Building Products Companies Experienced Energy Cost Fluctuations in Q1

Charlotte, NC, March 29, 2023-Energy prices, particularly natural gas, have declined for building products companies in Q1 2023, reports Truish. 

“However, most raw material inputs are mixed, with limited sequential declines and many costs still up year-over-year. We believe this is due to continued strong economic demand in many sectors, which has prevented widespread deflation. Regardless, high inputs will limit selling price declines, in our view, as contractions continue in residential markets.

“Fuel and Freight Costs Move Further Off Peak, Still Above Pre-Pandemic Levels. The Q1 2023 quarter saw diesel fuel costs move further off the peak seen last year but remain above pre-pandemic levels. Further, freight/trucking costs have begun to move lower but remained high, only modestly off peak levels, down only 5% compared to Q4 2022. These costs impact almost every company in our coverage.

“Natural Gas Decline Approaches Pre-Covid Levels, European Crisis Eases. After a very volatile 2022, U.S. natural gas prices ended 2022 with a steep decline, which continued into Q1 2023. As a result, Q1 2023 average price is down 40% compared to Q1 2022. The environment also significantly improved in Europe, with prices moving off the August peak and later a surge in Q4 2022 around concerns of shortage through the winter, which was warmer than anticipated. As a result, average price for European natural gas in 1Q23 was down 43% compared to Q1 2022.

“Many Petrochemical Inputs Are Mixed. We have seen various inputs decline, including some flooring inputs (nylon) and mattress inputs. However, others saw a flattening in Q1 2023, and could be finding a bottom, including polyester, LLPE and surprisingly PVC, which came off a historic run, but remains well above pre-Covid levels. 

“Lumber Stabilizes Well Below Historic Peak. Lumber prices have moved significantly off the prior peak, with Q1 2023 average price down 64% compared to the 1Q22 average price. Further, prices have been more stable, with Q1 2023 prices relatively flat versus Q4 2022.”
◆ ◆ ◆ ◆
**Description of the task**
Return the complete report on building products energy and input costs in Q1 2023, word for word. The material that comes next was taken from a different source.

**Supplied entries**
◆ ◆ ◆ ◆
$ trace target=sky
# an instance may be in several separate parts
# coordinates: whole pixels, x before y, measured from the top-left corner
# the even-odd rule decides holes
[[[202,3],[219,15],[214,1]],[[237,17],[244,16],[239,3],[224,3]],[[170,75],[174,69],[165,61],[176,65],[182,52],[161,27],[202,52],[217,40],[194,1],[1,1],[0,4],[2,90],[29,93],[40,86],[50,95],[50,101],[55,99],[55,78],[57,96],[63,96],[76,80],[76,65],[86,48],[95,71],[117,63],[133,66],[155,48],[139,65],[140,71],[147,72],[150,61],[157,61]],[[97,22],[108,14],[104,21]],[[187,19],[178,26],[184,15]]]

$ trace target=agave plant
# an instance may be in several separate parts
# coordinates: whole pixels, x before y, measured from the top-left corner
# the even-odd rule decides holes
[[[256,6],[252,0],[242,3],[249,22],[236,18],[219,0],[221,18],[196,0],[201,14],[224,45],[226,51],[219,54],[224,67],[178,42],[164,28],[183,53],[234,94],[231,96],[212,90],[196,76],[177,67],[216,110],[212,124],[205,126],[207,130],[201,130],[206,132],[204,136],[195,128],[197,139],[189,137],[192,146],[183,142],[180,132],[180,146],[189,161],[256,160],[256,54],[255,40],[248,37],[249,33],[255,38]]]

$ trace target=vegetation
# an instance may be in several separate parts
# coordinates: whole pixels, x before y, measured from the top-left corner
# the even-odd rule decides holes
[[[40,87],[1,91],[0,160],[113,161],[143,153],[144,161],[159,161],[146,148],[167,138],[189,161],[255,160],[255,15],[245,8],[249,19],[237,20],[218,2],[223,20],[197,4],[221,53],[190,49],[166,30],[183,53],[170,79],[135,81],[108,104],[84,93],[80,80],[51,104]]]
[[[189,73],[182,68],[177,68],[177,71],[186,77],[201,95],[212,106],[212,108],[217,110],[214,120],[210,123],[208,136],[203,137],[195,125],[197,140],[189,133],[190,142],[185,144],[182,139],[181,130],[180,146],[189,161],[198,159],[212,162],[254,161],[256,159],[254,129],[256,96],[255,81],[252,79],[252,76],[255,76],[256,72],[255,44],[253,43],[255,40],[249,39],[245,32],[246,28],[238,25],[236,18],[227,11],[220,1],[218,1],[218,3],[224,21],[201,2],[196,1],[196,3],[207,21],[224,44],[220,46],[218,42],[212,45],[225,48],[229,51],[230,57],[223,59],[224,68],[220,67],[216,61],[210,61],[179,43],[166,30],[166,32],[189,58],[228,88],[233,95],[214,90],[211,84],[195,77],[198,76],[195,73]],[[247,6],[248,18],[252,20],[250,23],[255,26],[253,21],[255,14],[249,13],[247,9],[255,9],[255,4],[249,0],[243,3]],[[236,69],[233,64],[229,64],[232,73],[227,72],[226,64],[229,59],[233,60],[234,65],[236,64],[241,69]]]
◆ ◆ ◆ ◆
**Result below**
Building Products Companies Experienced Energy Cost Fluctuations in Q1

Charlotte, NC, March 29, 2023-Energy prices, particularly natural gas, have declined for building products companies in Q1 2023, reports Truish. 

“However, most raw material inputs are mixed, with limited sequential declines and many costs still up year-over-year. We believe this is due to continued strong economic demand in many sectors, which has prevented widespread deflation. Regardless, high inputs will limit selling price declines, in our view, as contractions continue in residential markets.

“Fuel and Freight Costs Move Further Off Peak, Still Above Pre-Pandemic Levels. The Q1 2023 quarter saw diesel fuel costs move further off the peak seen last year but remain above pre-pandemic levels. Further, freight/trucking costs have begun to move lower but remained high, only modestly off peak levels, down only 5% compared to Q4 2022. These costs impact almost every company in our coverage.

“Natural Gas Decline Approaches Pre-Covid Levels, European Crisis Eases. After a very volatile 2022, U.S. natural gas prices ended 2022 with a steep decline, which continued into Q1 2023. As a result, Q1 2023 average price is down 40% compared to Q1 2022. The environment also significantly improved in Europe, with prices moving off the August peak and later a surge in Q4 2022 around concerns of shortage through the winter, which was warmer than anticipated. As a result, average price for European natural gas in 1Q23 was down 43% compared to Q1 2022.

“Many Petrochemical Inputs Are Mixed. We have seen various inputs decline, including some flooring inputs (nylon) and mattress inputs. However, others saw a flattening in Q1 2023, and could be finding a bottom, including polyester, LLPE and surprisingly PVC, which came off a historic run, but remains well above pre-Covid levels. 

“Lumber Stabilizes Well Below Historic Peak. Lumber prices have moved significantly off the prior peak, with Q1 2023 average price down 64% compared to the 1Q22 average price. Further, prices have been more stable, with Q1 2023 prices relatively flat versus Q4 2022.”